É difícil encontrar alguém no país que não esteja acompanhando ou, pelo menos, tenha alguma noção do que se passa no reality. O BBB é, primeiramente, uma forma de entretenimento, mas não deixa de ser, de certa maneira, uma vitrine da sociedade brasileira, trazendo à tona, por vezes, debates importantes e necessários. Na edição de 2020, por exemplo, algumas pautas levantadas no programa incluíram machismo e racismo. Na edição deste ano, a cultura do cancelamento, além da militância exacerbada, foram alguns dos tópicos debatidos. Porém, se houve um tema que ganhou visibilidade com o programa foi a bifobia, que será o assunto deste texto.



O que ocorreu?

Na madrugada do dia 7 de fevereiro, durante a festa “Holi Festival” no BBB, Gilberto Nogueira e Lucas Penteado protagonizaram o primeiro beijo entre dois homens na história do reality. O único outro beijo LGBTQIA+ do Big Brother Brasil ocorreu entre Clara e Vanessa, no BBB14, e esse beijo nem foi mostrado na edição.


Além da cena ter sido histórica por si só, foi também durante essa festa que Lucas, um homem negro de origem periférica, se assumiu bissexual em rede nacional - um ato extremamente corajoso e inédito em realities como o BBB - quebrando diversos estereótipos sobre sexualidade. O jovem de 24 anos revelou que ainda não tinha se assumido por medo de como seus amigos e familiares iriam reagir. O que ele precisava naquele momento era apoio e validação dos demais participantes, mas o que se seguiu foi o exato oposto.


Há dias, Lucas já vinha sofrendo constantes ataques e pressões psicológicas na casa, notoriamente por parte de Karol Conká, Lumena, Nego Di e Projota. Cabe relembrar que, com exceção de Juliette, Sarah e Gil, essas agressões eram reproduzidas ou, ao menos, relevadas por praticamente todos os outros participantes. Naquela noite, o rapper foi novamente humilhado e rejeitado.

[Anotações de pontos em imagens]
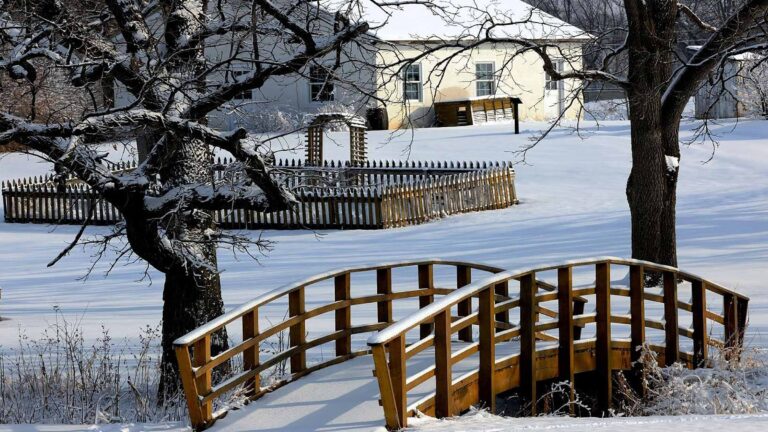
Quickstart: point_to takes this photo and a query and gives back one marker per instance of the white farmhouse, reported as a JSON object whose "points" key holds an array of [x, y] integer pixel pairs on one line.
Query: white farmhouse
{"points": [[388, 78]]}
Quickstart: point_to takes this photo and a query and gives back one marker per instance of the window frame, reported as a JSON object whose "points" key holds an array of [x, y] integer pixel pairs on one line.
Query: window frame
{"points": [[326, 86], [486, 80], [419, 83]]}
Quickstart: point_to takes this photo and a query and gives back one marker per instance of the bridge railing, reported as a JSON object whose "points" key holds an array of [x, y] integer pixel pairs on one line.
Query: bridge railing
{"points": [[198, 366], [532, 359]]}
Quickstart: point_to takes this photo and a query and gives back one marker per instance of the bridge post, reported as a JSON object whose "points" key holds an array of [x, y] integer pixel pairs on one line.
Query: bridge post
{"points": [[251, 355], [699, 312], [671, 330], [399, 374], [297, 333], [201, 354], [464, 278], [565, 355], [637, 323], [603, 343], [502, 289], [487, 348], [443, 372], [384, 286], [528, 340], [426, 282], [343, 315]]}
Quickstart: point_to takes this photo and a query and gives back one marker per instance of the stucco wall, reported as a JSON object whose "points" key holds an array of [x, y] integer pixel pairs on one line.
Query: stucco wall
{"points": [[518, 76]]}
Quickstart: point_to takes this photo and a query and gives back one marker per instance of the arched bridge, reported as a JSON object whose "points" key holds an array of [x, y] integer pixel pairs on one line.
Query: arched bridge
{"points": [[464, 343]]}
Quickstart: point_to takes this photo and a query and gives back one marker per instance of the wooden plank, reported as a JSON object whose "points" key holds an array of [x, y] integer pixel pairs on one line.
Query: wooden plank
{"points": [[672, 337], [487, 349], [251, 355], [298, 332], [426, 281], [201, 355], [464, 278], [391, 415], [528, 341], [398, 375], [443, 375], [343, 315], [566, 367], [699, 312], [603, 343], [384, 286], [637, 325]]}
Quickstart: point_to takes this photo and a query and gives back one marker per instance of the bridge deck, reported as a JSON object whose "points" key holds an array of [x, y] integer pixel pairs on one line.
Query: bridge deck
{"points": [[343, 397]]}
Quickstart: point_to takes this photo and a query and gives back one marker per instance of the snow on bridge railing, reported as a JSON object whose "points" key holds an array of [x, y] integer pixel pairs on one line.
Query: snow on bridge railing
{"points": [[533, 363], [198, 365]]}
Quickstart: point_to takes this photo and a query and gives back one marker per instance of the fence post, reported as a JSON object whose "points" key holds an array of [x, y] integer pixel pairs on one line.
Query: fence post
{"points": [[443, 375], [566, 366], [426, 282], [251, 355], [672, 341], [384, 287], [297, 333], [487, 348], [603, 344], [343, 315], [528, 340], [699, 312]]}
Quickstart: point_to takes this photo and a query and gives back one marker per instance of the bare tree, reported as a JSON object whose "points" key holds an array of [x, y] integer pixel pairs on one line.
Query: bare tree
{"points": [[649, 64], [159, 53]]}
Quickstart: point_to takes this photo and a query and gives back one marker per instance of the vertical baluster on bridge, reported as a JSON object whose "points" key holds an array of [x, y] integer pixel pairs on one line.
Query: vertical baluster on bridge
{"points": [[297, 333], [426, 282], [671, 331], [201, 355], [464, 278], [502, 290], [487, 348], [251, 355], [565, 330], [637, 325], [384, 287], [343, 315], [443, 375], [528, 340], [603, 343], [699, 311]]}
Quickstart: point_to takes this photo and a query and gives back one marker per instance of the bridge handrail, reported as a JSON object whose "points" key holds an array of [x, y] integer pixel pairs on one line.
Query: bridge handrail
{"points": [[602, 354], [473, 289], [237, 313]]}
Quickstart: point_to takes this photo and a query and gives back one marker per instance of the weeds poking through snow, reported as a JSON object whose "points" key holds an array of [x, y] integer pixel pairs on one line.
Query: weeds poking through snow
{"points": [[727, 387]]}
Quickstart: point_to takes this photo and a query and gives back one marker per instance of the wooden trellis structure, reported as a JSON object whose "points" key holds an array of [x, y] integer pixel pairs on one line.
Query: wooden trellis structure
{"points": [[357, 138], [549, 313]]}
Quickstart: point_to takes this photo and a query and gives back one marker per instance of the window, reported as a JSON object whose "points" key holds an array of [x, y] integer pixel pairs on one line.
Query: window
{"points": [[244, 95], [550, 83], [320, 84], [485, 79], [413, 88]]}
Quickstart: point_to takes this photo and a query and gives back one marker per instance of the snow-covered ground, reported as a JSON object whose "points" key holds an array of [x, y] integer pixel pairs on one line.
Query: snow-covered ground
{"points": [[572, 205]]}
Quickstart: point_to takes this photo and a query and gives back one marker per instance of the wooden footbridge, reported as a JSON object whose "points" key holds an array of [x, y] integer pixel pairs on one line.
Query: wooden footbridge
{"points": [[467, 343]]}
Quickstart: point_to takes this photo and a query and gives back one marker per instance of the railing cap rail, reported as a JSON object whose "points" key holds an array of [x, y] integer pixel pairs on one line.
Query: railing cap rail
{"points": [[400, 327], [268, 297]]}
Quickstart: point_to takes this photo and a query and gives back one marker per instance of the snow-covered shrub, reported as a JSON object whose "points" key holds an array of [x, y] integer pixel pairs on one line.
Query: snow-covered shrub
{"points": [[727, 387]]}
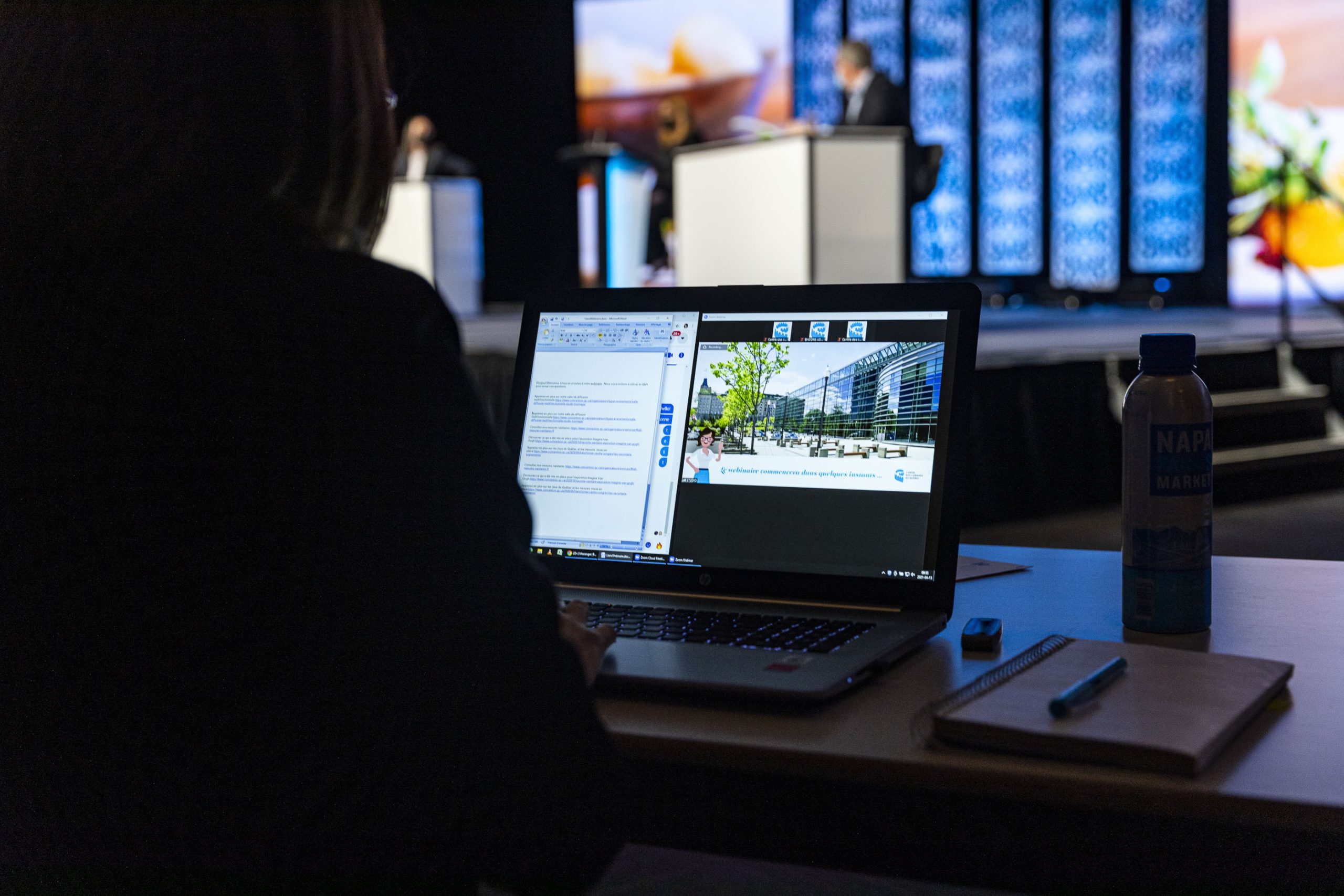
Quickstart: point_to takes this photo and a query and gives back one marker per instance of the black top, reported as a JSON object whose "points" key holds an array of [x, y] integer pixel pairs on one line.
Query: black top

*Desafios*
1. Retorne, sem qualquer alteração, o trecho do texto sobre o BBB que vai de "Além da cena" a "humilhado e rejeitado.", incluindo ambos.
2. Passe para o inglês a frase "O jovem de 24 anos revelou que ainda não tinha se assumido por medo de como seus amigos e familiares iriam reagir.", retirada do texto sobre o BBB.

*Respostas fornecidas*
1.
Além da cena ter sido histórica por si só, foi também durante essa festa que Lucas, um homem negro de origem periférica, se assumiu bissexual em rede nacional - um ato extremamente corajoso e inédito em realities como o BBB - quebrando diversos estereótipos sobre sexualidade. O jovem de 24 anos revelou que ainda não tinha se assumido por medo de como seus amigos e familiares iriam reagir. O que ele precisava naquele momento era apoio e validação dos demais participantes, mas o que se seguiu foi o exato oposto.


Há dias, Lucas já vinha sofrendo constantes ataques e pressões psicológicas na casa, notoriamente por parte de Karol Conká, Lumena, Nego Di e Projota. Cabe relembrar que, com exceção de Juliette, Sarah e Gil, essas agressões eram reproduzidas ou, ao menos, relevadas por praticamente todos os outros participantes. Naquela noite, o rapper foi novamente humilhado e rejeitado.

2. The 24-year-old revealed that he had not yet come out for fear of how his friends and family would react.